▶ **What you need to do**
Word for word, repeat all the entries below, but without the pictures.

^^^^^^^^

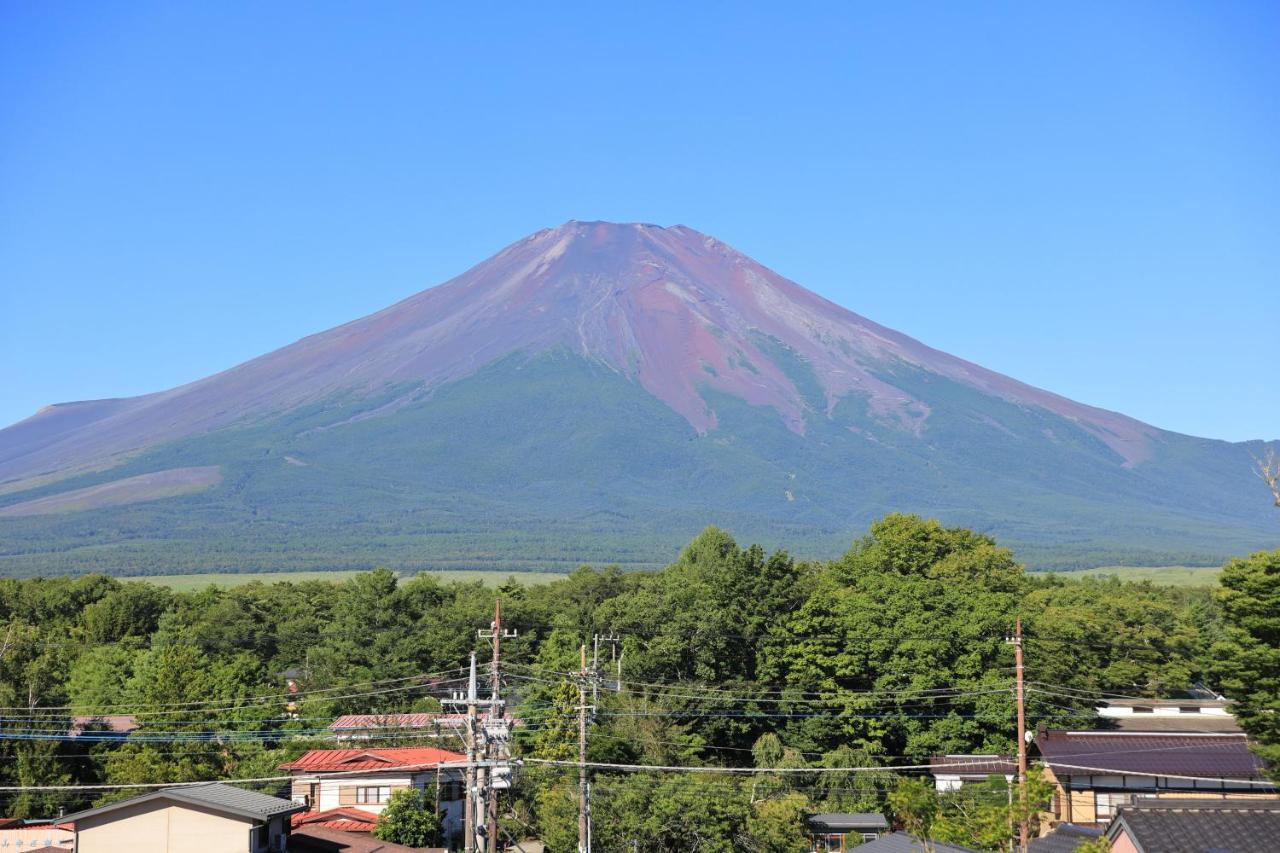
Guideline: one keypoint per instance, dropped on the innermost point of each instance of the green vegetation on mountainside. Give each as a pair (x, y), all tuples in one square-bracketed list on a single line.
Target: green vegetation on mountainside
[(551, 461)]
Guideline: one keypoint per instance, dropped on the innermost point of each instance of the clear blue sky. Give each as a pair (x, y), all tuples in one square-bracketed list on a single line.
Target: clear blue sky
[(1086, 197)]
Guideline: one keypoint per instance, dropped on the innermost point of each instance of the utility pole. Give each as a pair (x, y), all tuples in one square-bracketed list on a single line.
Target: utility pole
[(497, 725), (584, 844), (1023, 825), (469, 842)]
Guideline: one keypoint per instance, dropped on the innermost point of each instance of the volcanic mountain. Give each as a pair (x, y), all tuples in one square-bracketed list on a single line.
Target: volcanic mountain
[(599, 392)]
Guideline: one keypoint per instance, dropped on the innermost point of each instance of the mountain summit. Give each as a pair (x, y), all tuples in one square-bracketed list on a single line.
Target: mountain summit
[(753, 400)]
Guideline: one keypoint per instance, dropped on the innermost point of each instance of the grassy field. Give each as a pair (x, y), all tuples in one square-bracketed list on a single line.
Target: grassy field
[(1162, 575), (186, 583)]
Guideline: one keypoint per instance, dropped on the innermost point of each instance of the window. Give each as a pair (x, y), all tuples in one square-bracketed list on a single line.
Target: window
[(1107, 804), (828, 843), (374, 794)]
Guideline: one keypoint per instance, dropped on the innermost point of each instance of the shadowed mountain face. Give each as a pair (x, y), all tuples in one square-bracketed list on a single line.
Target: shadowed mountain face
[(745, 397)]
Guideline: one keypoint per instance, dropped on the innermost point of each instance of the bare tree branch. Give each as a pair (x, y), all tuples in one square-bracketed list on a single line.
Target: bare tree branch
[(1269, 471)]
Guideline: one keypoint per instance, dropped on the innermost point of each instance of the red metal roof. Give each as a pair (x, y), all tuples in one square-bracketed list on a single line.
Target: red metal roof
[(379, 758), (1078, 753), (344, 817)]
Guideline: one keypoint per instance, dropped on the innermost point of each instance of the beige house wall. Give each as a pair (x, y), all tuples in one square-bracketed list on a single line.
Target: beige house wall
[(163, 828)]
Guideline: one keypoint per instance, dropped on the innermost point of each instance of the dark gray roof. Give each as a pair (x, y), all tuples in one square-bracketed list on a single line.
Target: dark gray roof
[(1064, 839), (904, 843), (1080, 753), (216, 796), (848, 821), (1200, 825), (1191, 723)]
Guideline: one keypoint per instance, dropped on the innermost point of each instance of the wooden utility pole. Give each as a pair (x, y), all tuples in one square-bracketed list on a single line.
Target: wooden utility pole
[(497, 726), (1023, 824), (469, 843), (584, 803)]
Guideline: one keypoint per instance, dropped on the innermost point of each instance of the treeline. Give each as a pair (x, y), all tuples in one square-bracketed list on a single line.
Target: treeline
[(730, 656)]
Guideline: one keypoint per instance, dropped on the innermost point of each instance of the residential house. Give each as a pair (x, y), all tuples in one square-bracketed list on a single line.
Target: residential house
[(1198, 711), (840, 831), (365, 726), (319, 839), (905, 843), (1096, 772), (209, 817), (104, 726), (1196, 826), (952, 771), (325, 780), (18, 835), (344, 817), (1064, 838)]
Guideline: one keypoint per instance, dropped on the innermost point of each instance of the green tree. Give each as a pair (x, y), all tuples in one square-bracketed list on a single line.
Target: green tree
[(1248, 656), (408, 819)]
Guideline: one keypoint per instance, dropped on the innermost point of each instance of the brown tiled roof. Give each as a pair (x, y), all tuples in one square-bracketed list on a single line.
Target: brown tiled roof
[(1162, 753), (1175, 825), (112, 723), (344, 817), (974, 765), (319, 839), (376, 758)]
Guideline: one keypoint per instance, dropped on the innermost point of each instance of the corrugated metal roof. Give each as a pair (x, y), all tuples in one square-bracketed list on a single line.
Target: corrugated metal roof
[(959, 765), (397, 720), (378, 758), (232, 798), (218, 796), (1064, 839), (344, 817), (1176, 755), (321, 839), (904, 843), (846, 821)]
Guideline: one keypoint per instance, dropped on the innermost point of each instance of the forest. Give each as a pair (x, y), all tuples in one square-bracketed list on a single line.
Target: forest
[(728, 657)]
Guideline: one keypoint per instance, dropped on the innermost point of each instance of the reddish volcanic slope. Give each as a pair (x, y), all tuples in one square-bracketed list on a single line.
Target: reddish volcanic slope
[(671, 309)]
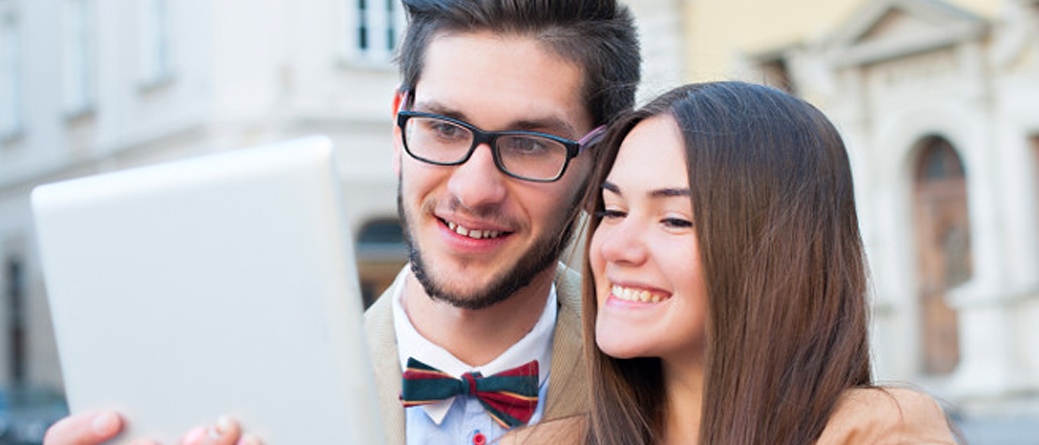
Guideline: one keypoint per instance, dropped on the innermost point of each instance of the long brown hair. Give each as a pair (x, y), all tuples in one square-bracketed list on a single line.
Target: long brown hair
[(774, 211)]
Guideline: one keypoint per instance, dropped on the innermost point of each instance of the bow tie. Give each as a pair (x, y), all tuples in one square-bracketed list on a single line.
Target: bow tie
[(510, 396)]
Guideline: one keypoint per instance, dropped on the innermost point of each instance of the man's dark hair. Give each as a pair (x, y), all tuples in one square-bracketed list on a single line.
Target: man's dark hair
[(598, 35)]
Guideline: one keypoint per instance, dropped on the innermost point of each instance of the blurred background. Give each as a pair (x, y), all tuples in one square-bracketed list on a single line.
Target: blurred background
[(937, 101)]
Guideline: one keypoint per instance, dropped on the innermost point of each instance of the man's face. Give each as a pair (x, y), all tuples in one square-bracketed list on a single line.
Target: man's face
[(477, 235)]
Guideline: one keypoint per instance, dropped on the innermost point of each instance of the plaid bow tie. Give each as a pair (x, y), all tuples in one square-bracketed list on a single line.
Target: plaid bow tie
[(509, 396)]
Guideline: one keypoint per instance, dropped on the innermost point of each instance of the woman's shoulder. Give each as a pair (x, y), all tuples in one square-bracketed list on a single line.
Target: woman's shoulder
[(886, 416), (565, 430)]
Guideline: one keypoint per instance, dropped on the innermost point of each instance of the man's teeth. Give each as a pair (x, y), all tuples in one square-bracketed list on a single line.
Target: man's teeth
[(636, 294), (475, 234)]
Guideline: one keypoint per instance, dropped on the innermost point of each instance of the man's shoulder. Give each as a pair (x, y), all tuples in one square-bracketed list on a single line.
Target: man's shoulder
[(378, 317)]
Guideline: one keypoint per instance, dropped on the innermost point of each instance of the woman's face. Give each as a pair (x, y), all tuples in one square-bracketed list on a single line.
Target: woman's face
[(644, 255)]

^^^^^^^^

▶ **Written response**
Guideline: one keypoint per instance, dropped on the innermost point of each instance of the green vegetation on mountainside. Give each as a pair (x, y), all tuples in one square-bracketed list on a single line.
Target: green vegetation on mountainside
[(551, 461)]
Guideline: one keypoint per instance, dropped on the innermost point of each instance of the clear blue sky. Give each as a pair (x, y), all tuples in one square-bracketed list on a single line.
Target: clear blue sky
[(1086, 197)]
Guideline: one keypoint per instance, dropped on the innermost point of each instance of the utility pole. Give each as a pair (x, y), all tuples in one square-bracketed list on a single line.
Target: utility pole
[(497, 725), (584, 844), (1023, 825), (469, 842)]
Guideline: one keypoint per instance, dropped on the innermost point of each instance of the volcanic mountain. Give each as a pair (x, y), all tuples in one square-bracketed list on a single line.
Target: volcanic mountain
[(599, 392)]
Guideline: one keypoint per instance, dropped on the innermost point of each instance of the mountain summit. Give each as a pair (x, y), all tuples in one square-bracketed list on a single line.
Target: mountain summit
[(753, 400)]
Guideline: one keypoint per instance, dropped on the innermost point of each instance of the grassy field. Give each as a pair (x, y), all tuples in one square-bracketed list on a single line.
Target: grassy field
[(1162, 575), (186, 583)]
Guideline: one keypoint per instance, dropped on the innermost point of each instance of the window. Give each as a pair (x, y), all tuples in one square-bracketed list on a single line.
Target: window
[(1107, 804), (828, 843), (374, 794)]
Guideline: one keypoint per instance, dropped on the innermost point of each instance of the shadowed mountain face. Give each as a pair (x, y), all tuples in one square-bracketed list on a single line.
Target: shadowed mountain face
[(745, 397)]
Guideline: one keypoint per instance, dropped on the innermost point of each instance of the bare tree branch. Give each as a pair (x, y), all tuples in one square-bracketed list on a single line.
Target: bare tree branch
[(1269, 471)]
Guideline: one keypoint per instance, dropped on the innermost point of each instance of the red metal roof. Give each as a pair (x, y), all tuples in one square-bracketed list on a single line.
Target: red metal roof
[(379, 758), (1078, 753), (344, 817)]
Guideline: one keypoint per instance, dropped on the innermost point of each instance of the beige house wall. Give each as a pair (x, y), all tuples in one square-bracketed list on a single line.
Target: beige house wall
[(163, 828)]
Guideline: one keypoint per instance, dropped on the innermost point of each instance of the dark gray roof. Give each as a pair (x, y), all tuples in one square-bracketed list on a single line.
Target: dark gray roof
[(1064, 839), (904, 843), (1080, 753), (216, 796), (848, 821), (1200, 825), (1191, 723)]
Guideline: one keypoint per instance, dropped on the innermost point of each instance of the wooden utility pole. Give each as a pair (x, y), all tuples in one square-bracketed list on a single line.
Target: wooden utility pole
[(497, 726), (1023, 824), (469, 843), (584, 803)]
Guideline: one keypoint per instance, dropped on the innermost point of each instance of the treeline. Give each as a pair (x, y), all tuples in one square-bracketed list on a single line.
Target: treeline
[(730, 656)]
Guideline: one keypoint per instance, dropped on the innermost point of each instance of the residential house. Give each as a pair (x, y), all tuples in one square-bracketed list on a single line.
Target: residential house
[(1198, 711), (840, 831), (365, 726), (319, 839), (905, 843), (1096, 772), (209, 817), (104, 726), (1196, 826), (952, 771), (325, 780), (18, 835), (344, 817), (1064, 838)]
Guideline: one keypoint per instance, dropped on the innermost point of each instance of the green tree. Give each as a pair (x, y), all tuples in one square-bracketed list on a single line.
Target: green tree
[(1248, 656), (408, 819)]
Guideline: one keypoint per instance, dropped on the innermost point of each instance of the brown tiled roof. Give each as a pair (x, y), all tuples in one square-bracketed list on a single line.
Target: brown tiled roof
[(1162, 753), (1175, 825), (112, 723), (344, 817), (974, 765), (319, 839), (376, 758)]
Guideline: one keypoint per instance, dropped on the innermost point of each instance of the corrugated metal roof. Give each as a pair (x, y), all tuples in one square-bracketed list on a single line.
Target: corrugated metal roof
[(959, 765), (397, 720), (378, 758), (232, 798), (218, 796), (1064, 839), (344, 817), (1176, 755), (321, 839), (904, 843), (846, 821)]
Guideline: one keypoint per instance, dropped on the innermost point of each instance of the forest. Give each as a pair (x, y), all tuples in one square-bracketed list on a single line.
Target: forest
[(728, 657)]
Guideline: one keypoint per instance, dropped on the innermost point of each instance of the reddish volcanic slope. Give each as a pair (x, y), all tuples in one square-bracketed list on a single line.
Target: reddish volcanic slope
[(671, 309)]
Guideline: one keypoint per instance, dropped on the innermost point of each instance of the long brown hair. Give each as a pair (x, y), all tuples in one square-bracketed list on a single line.
Target: long brown hair
[(774, 211)]
Guideline: one keypoint per instance, dropped on the innermost point of each instance of the bow tie. Give each as a pair (x, y), all tuples in one square-bracketed list on a single line.
Target: bow tie
[(510, 396)]
Guideline: one keypoint per instance, dropped on the innermost point of each instance of the man's dark hair. Give each as a pair (x, y), all tuples in one square-bracketed list on a single line.
Target: man's dark hair
[(598, 35)]
Guideline: one keypoint per instance, dropped on the innermost point of each instance of the blurred background. Give each as a pair (x, y), all tuples in one square-bracketed list on a single line.
Target: blurred background
[(937, 101)]
Guideline: one keypoint per instance, dropped on the innermost point of each instance of the man's face. Give each as a pair (x, y), all tuples in one square-bracketed list on a single line.
Target: man's face
[(477, 235)]
Guideline: one keypoint per instance, dropped on the innermost point of each instance of the plaid bow tie. Give each as a pair (x, y), all tuples in one square-bracketed list on a single line.
Target: plaid bow tie
[(509, 396)]
Guideline: one keypoint per instance, dropped on the innermost point of each instance of the woman's shoulder. Give each as a pair (x, y), all tuples in one square-bracketed list on a single line.
Target: woman's shoulder
[(886, 416), (565, 430)]
Guideline: one keypoint per instance, dropped on the innermost point of each instance of the man's teeth. Give each as a pair (x, y), all tuples in one square-bracketed list on a single line.
Target: man's teeth
[(636, 294), (475, 234)]
Guideline: one keypoint per instance, dropped on the innermost point of each instance of the man's shoulder. Give each as a pair (x, y), all tuples in one square-bracketed list on a single line.
Target: man's shoulder
[(378, 317)]
Guideline: one keypoint per instance, dropped on the innermost point of each instance of the woman's face. Give each as a pair (x, y), all tuples in one square-bracketed list on a single line.
Target: woman's face
[(644, 255)]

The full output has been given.